DIRECTIONS:
Your task is to write out exactly the lines from the line containing "Task: point at every instance of the black cap, one" through the end of the records, inclusive at both ends.

Stored entries
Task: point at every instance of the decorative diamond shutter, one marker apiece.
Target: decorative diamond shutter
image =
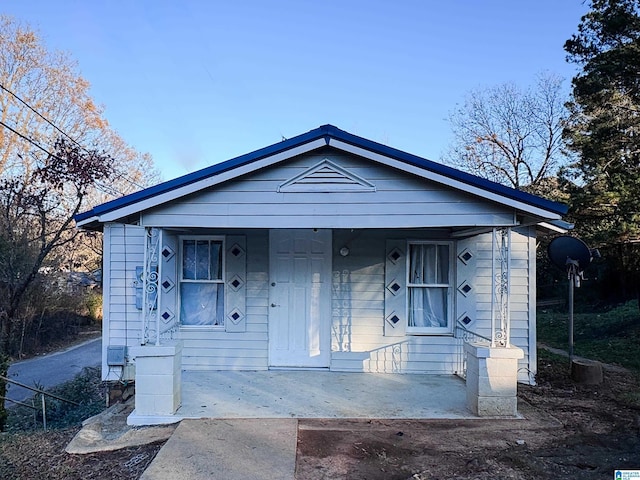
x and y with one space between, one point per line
235 291
168 282
395 292
466 291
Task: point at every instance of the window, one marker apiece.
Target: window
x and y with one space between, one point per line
429 286
202 282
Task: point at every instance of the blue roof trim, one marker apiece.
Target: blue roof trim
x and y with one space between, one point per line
327 132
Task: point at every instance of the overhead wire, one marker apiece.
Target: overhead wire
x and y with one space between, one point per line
58 129
101 186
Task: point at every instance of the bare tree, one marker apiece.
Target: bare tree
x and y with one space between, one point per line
512 136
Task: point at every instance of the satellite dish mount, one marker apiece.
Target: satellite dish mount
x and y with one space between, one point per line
573 255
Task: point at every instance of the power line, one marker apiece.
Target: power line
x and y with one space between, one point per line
101 186
15 95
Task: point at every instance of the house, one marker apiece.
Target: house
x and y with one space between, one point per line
324 251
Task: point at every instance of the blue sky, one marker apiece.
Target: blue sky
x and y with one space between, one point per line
196 82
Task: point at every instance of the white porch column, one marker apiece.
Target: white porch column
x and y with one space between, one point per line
158 382
492 377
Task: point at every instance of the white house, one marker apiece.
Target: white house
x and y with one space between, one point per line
325 251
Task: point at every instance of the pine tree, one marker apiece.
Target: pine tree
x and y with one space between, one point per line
605 131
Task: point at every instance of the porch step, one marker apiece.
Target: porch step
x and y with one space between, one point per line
231 449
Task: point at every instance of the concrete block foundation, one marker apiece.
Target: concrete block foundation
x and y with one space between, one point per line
492 379
158 379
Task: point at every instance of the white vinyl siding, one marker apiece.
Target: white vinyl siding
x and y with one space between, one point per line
123 250
359 342
522 298
209 349
398 201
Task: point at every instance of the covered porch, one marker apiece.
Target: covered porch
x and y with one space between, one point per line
315 394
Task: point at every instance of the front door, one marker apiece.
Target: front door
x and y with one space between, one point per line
300 298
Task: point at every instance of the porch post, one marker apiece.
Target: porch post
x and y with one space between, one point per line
501 287
150 330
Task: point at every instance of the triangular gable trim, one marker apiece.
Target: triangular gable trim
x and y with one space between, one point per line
324 135
327 177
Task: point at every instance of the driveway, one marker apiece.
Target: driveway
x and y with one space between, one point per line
52 369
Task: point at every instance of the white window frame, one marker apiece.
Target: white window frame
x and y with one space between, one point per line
448 330
181 279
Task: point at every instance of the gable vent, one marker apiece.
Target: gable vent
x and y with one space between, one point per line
326 176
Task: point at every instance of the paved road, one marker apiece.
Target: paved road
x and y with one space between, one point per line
52 369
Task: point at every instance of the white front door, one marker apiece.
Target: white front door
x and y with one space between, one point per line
300 298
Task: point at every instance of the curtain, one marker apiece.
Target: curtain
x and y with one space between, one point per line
429 273
202 304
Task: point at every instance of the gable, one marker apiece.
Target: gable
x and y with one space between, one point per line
135 204
327 177
398 200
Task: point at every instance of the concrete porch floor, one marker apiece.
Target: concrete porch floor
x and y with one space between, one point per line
316 394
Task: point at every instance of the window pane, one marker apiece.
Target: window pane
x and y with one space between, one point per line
189 260
428 307
202 304
423 264
216 261
443 264
202 260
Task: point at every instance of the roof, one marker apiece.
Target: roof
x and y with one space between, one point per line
330 135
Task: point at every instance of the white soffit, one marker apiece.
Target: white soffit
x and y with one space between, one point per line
210 181
465 187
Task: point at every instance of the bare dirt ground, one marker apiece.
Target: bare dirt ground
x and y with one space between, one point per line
568 431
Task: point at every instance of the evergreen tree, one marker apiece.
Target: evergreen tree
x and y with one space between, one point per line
605 127
604 133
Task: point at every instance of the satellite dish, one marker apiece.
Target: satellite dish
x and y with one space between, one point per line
565 250
573 255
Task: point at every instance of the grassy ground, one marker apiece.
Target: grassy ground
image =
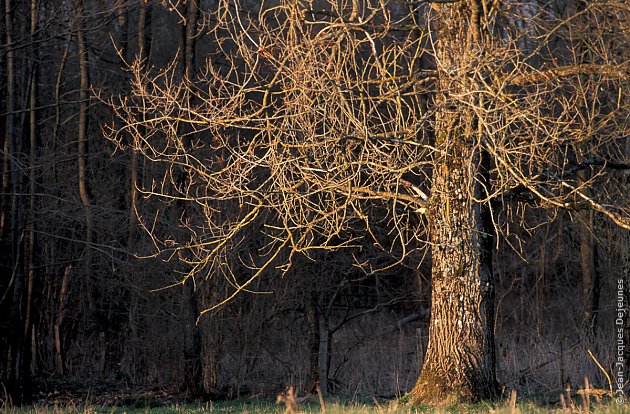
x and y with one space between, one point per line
263 406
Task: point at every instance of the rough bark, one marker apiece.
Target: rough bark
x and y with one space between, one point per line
460 363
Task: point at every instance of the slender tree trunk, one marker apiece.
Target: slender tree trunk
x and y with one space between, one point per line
460 363
312 322
590 273
192 344
29 324
82 156
9 119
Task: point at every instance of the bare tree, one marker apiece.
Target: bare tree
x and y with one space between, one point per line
320 125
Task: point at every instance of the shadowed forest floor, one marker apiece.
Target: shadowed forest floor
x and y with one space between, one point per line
530 404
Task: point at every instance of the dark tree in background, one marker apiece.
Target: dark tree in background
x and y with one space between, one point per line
273 184
310 116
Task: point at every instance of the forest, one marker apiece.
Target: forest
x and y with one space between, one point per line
220 199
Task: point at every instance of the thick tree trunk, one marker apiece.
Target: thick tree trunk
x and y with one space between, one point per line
460 362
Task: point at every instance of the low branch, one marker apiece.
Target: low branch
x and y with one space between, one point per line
588 69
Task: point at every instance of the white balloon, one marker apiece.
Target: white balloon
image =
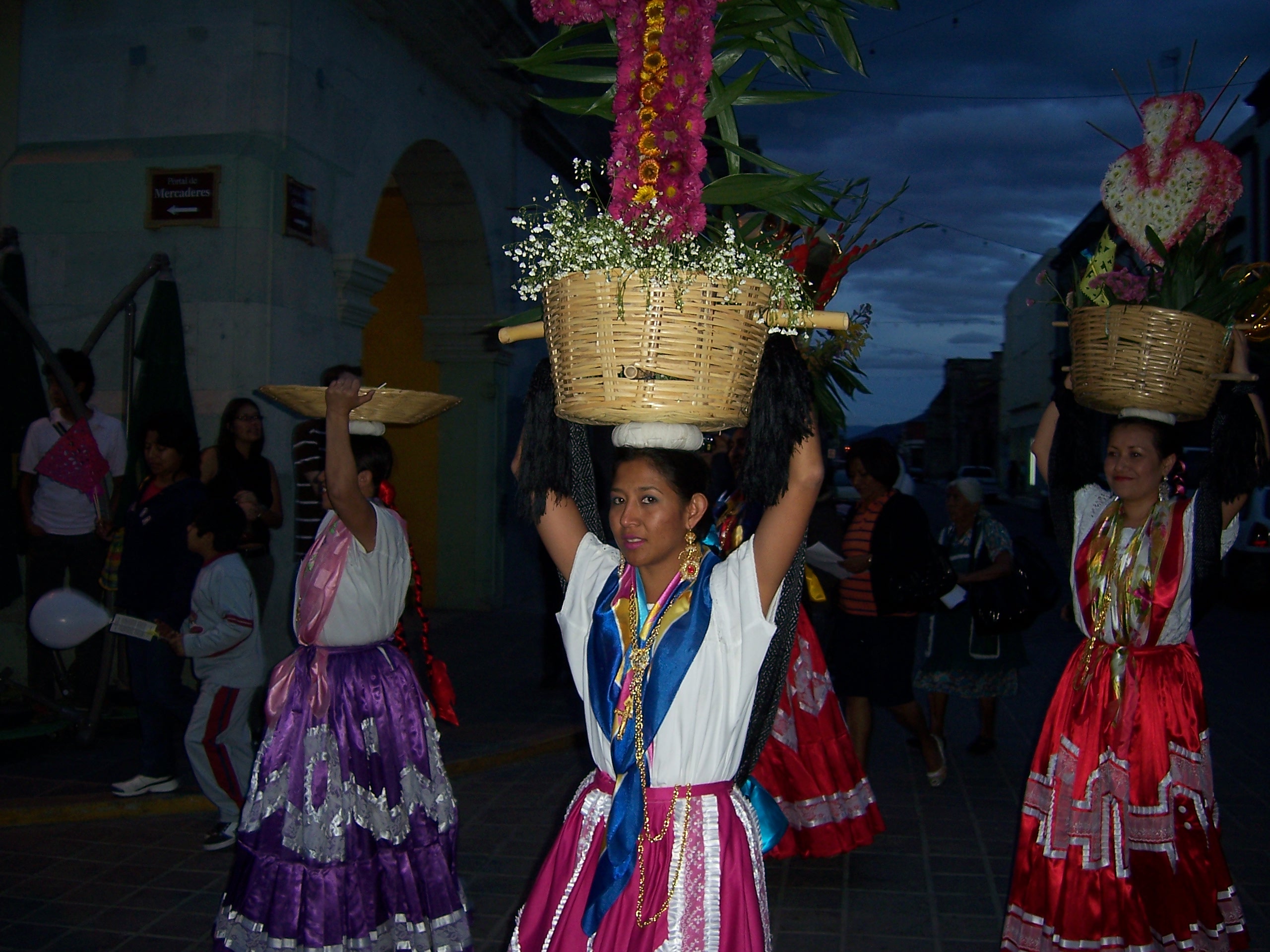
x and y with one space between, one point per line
66 617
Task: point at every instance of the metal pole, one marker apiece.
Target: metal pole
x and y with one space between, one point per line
158 263
130 342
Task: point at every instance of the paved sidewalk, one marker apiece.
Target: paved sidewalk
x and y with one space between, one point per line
937 881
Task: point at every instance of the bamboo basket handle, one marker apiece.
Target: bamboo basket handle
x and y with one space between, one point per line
820 320
824 320
1237 327
521 332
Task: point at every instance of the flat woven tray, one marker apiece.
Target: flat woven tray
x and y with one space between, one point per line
400 407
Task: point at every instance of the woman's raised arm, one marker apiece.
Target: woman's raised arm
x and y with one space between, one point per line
781 530
561 527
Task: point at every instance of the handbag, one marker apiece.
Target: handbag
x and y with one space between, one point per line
1001 604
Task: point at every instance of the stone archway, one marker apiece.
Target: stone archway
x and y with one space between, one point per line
460 540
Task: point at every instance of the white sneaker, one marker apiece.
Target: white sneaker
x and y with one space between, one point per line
221 835
141 783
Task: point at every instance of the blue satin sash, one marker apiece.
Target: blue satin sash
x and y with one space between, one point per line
607 662
772 822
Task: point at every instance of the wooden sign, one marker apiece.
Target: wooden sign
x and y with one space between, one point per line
299 215
183 197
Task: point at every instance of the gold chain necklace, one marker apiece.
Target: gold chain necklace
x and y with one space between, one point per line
640 663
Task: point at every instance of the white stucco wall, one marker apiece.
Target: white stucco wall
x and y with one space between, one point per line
237 85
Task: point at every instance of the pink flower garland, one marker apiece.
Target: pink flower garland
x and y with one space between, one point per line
568 13
663 66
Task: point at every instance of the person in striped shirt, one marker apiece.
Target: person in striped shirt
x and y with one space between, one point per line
887 537
309 456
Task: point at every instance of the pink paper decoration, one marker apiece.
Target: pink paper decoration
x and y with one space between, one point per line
76 463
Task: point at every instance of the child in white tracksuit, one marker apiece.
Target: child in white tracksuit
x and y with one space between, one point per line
223 636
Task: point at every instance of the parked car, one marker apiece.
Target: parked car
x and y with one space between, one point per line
987 477
1249 564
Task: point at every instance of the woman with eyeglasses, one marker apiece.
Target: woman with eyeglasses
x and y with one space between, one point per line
235 469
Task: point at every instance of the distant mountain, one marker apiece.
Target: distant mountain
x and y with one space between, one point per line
890 432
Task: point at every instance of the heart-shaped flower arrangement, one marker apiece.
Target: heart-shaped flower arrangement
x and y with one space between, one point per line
1170 183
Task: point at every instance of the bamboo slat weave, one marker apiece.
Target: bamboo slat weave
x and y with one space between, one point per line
623 351
389 405
1135 356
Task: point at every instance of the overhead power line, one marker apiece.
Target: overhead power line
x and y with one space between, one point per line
967 96
924 23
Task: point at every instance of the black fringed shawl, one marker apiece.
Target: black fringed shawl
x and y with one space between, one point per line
780 419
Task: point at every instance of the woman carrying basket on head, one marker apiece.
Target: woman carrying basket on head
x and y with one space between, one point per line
666 643
1119 844
347 838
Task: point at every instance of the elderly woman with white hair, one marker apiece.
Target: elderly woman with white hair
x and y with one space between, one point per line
959 659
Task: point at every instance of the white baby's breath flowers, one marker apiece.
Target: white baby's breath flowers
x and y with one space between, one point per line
571 233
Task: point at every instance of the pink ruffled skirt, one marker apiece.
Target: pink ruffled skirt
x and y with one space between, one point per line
719 903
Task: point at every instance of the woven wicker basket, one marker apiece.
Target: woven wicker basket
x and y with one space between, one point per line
624 352
399 407
1133 356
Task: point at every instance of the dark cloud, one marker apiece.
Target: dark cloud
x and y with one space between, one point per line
976 337
1017 176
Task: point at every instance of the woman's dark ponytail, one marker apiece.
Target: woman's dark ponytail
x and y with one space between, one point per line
780 418
544 448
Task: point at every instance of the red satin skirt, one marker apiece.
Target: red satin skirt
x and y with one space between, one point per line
810 765
1119 847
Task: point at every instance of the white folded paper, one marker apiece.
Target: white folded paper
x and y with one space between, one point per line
134 627
826 560
953 597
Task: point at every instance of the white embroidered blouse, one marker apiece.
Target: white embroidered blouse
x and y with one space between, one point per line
371 593
1089 506
704 731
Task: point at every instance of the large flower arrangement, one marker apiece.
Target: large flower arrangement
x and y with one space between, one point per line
671 78
1169 200
662 221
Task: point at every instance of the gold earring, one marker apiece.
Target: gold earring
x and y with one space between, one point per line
690 561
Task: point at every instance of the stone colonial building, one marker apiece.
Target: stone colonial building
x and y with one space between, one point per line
413 141
962 419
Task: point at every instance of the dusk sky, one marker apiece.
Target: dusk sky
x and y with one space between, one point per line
992 135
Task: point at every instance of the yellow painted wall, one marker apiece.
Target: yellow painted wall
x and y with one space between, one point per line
393 353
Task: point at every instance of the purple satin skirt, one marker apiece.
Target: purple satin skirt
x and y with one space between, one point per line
347 838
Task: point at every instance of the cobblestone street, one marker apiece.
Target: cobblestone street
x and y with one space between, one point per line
935 881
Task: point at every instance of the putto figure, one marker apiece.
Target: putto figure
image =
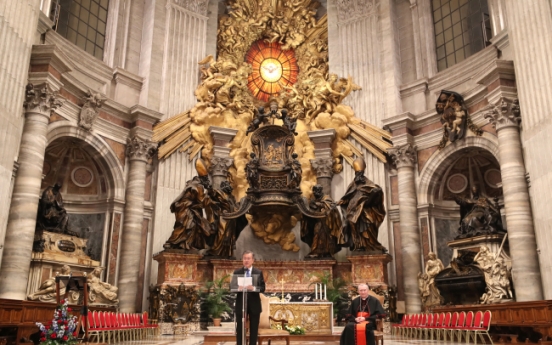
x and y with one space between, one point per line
478 215
191 230
363 211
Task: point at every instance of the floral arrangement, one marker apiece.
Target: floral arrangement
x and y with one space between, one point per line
62 329
293 330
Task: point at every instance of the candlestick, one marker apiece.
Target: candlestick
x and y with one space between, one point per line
315 291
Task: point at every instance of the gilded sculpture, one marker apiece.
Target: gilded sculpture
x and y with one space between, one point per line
478 215
100 292
454 117
192 231
426 282
313 101
228 230
47 290
363 211
323 235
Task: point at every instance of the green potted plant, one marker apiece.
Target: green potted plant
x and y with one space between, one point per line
336 289
213 302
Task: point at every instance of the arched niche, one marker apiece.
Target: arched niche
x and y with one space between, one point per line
451 173
92 183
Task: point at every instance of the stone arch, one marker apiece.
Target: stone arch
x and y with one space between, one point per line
102 151
437 164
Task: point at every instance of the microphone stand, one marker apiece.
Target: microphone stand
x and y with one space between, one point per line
244 310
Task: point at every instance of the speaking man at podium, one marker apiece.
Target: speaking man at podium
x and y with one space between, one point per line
253 277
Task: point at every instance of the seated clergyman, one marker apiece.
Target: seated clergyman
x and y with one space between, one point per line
361 319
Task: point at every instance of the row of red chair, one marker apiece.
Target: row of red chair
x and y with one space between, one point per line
118 326
442 326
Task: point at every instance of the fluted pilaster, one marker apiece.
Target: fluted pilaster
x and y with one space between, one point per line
138 151
529 27
505 117
404 157
14 273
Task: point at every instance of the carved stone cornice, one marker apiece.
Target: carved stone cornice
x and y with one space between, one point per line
90 110
351 10
139 148
41 99
195 6
505 114
220 166
403 156
322 167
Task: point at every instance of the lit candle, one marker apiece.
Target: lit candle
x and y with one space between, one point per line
315 291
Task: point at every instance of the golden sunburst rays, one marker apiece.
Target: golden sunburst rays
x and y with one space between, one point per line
272 69
372 138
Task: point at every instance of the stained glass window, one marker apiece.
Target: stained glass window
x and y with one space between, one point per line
273 68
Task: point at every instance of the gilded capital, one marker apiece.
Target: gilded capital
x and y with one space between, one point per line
351 10
220 166
322 167
403 156
505 114
139 148
41 99
196 6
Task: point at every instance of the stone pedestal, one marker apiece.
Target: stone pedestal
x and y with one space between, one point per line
221 161
297 275
59 250
370 269
178 268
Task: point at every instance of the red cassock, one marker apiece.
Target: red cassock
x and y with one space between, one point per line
360 329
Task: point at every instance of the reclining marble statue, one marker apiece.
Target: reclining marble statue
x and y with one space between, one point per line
52 215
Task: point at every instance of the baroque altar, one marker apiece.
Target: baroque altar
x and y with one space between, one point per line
315 317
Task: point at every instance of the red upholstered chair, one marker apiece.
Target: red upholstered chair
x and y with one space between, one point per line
481 325
430 322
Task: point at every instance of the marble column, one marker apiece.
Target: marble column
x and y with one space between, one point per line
221 161
529 28
404 158
526 276
14 273
323 161
139 151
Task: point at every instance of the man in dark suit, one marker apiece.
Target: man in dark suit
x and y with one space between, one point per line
361 318
254 307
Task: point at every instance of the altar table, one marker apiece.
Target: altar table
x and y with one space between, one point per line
315 317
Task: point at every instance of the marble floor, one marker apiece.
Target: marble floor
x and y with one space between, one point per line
198 340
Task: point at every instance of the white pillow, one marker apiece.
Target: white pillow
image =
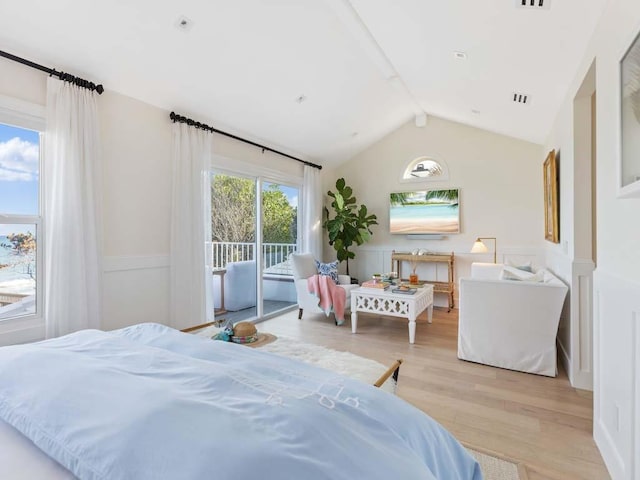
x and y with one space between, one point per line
513 273
525 266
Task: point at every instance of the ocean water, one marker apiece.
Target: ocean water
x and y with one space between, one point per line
425 212
15 276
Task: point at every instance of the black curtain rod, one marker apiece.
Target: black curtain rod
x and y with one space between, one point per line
65 77
180 119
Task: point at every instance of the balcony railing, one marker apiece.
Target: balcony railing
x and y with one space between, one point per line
274 255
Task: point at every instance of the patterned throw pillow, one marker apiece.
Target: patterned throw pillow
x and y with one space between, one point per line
328 269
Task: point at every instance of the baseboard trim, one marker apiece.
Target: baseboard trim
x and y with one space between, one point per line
612 459
564 358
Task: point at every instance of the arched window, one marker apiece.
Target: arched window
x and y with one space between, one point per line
425 168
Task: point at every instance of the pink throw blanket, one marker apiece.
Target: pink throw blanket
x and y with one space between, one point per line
331 298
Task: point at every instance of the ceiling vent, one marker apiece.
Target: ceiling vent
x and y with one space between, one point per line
521 98
183 23
534 4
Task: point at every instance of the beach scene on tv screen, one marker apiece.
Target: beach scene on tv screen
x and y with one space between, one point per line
425 212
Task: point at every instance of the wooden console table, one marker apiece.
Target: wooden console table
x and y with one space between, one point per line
438 287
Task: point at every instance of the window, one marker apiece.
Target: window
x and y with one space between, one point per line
20 217
425 168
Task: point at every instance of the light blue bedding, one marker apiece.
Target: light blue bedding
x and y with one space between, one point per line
149 402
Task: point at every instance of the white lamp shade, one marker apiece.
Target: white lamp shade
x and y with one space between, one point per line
479 247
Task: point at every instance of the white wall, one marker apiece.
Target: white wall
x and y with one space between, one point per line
500 182
136 148
616 332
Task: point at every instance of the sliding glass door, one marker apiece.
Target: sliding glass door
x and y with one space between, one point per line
233 246
279 240
251 274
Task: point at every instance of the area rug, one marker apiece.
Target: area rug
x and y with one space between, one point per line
498 467
342 363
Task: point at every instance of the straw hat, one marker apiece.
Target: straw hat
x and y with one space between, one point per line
246 333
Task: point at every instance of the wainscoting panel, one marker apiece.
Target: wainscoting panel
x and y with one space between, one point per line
581 293
617 373
136 290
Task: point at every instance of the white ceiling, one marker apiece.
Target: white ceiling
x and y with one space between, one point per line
364 66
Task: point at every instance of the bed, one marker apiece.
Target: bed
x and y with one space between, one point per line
150 402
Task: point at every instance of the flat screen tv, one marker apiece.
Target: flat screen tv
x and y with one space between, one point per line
424 212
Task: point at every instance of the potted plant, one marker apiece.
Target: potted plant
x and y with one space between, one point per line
351 224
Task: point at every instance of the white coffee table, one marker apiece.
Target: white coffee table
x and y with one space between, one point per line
393 304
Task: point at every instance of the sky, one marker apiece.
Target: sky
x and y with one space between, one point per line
19 174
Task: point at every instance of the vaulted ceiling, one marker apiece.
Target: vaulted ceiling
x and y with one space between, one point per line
322 79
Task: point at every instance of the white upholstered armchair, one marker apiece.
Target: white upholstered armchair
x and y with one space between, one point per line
509 323
304 266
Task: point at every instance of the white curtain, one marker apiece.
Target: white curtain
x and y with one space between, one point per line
72 180
190 228
312 213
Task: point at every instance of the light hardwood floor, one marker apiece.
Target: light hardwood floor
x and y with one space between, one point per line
539 421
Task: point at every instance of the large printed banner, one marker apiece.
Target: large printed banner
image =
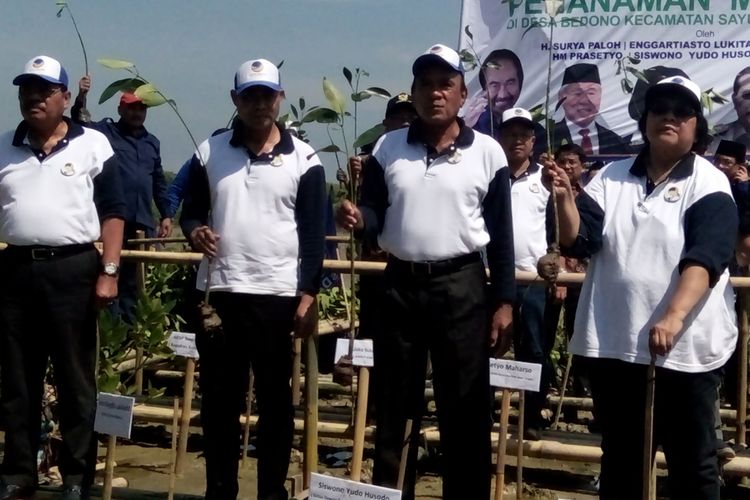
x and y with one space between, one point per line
602 52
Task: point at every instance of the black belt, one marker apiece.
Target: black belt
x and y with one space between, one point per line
434 267
43 252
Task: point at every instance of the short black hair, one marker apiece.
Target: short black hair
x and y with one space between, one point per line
571 147
497 56
702 136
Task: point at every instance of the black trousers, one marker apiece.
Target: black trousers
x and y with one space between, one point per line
257 332
683 426
47 310
447 315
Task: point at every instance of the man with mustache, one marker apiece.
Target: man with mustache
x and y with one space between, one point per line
580 97
738 130
60 191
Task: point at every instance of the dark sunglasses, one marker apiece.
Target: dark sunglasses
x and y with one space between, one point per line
680 110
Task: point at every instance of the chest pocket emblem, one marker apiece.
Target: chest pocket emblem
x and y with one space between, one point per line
672 194
67 170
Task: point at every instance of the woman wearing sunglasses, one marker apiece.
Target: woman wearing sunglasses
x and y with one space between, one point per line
659 229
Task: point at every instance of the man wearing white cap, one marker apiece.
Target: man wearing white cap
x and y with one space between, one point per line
139 156
60 192
437 298
255 206
529 202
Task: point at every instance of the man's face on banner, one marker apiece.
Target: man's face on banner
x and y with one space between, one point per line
741 100
503 85
581 102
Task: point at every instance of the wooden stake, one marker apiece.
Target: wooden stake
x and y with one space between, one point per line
109 468
742 370
519 449
140 280
404 455
648 430
310 459
173 451
187 404
360 422
502 443
248 413
296 370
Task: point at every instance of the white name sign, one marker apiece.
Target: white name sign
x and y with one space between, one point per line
515 374
363 354
114 415
334 488
183 344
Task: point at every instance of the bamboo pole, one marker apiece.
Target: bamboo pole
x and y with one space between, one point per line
648 430
519 448
360 422
248 412
109 468
187 401
310 459
744 333
501 446
405 447
173 451
296 370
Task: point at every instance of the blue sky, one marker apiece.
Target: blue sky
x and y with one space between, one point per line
191 49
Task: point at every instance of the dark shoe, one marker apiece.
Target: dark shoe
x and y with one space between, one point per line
15 492
532 434
74 493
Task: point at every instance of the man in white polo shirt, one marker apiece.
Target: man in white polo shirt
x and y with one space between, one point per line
529 202
255 205
60 191
436 194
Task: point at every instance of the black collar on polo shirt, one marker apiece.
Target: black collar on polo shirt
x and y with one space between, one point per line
22 131
285 145
416 136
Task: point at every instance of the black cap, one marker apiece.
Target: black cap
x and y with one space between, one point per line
581 73
732 149
399 101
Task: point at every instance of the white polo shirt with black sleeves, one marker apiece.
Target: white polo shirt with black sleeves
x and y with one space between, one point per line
640 237
426 205
529 202
58 198
268 210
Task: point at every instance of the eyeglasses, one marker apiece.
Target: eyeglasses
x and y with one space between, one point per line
680 110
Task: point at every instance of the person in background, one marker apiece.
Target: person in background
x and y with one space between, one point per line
139 158
60 191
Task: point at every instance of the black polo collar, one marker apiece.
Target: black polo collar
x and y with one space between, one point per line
285 145
682 170
465 137
22 131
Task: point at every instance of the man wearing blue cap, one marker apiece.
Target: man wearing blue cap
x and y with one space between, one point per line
60 191
255 206
437 297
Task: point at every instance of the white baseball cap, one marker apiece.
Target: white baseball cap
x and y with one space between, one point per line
517 115
441 54
43 67
675 85
257 72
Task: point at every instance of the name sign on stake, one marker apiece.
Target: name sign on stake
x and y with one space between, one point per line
515 374
334 488
114 415
183 344
363 354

REPLY TO THE TASK:
Task: point at every instance of the black cap, one marker apiece.
Target: black cap
x and y with one space between, one point per line
581 73
732 149
399 101
Task: point at every instance of the white polo shirt with black sleeves, one marker apiece.
Target: white polo shirt with black sleeves
x and y with one space between, one point per line
640 237
426 205
529 202
58 198
268 210
Task: point at every instance of the eyeglasses, one marker apiece.
Target: eyeglasses
x and y with one space between, one point per line
680 110
Task: point at every instance of the person in background, one marker apiece.
Target: person in background
x and y with one space between, one point per line
139 158
60 191
Task: point at every instance of the black polo collar, one marker apiece.
Target: black polo collar
x and y with one space between, one point per line
285 145
682 170
465 137
22 131
Task: point at every instance of the man wearing blue cap, one marker apiece.
Target: man wearing blue cap
x and y with one space between, one point per line
60 191
255 206
437 297
Task: point at every instance of the white baseball cap, one marker apiece.
Target: white baseball cap
x and y with one space between, one point per line
517 115
441 54
43 67
675 85
257 72
Task: point at every instance of the name sign on stake, one marker apiece.
Target: name sign on stake
x and y with one space between, one point per line
515 374
334 488
114 415
183 344
363 354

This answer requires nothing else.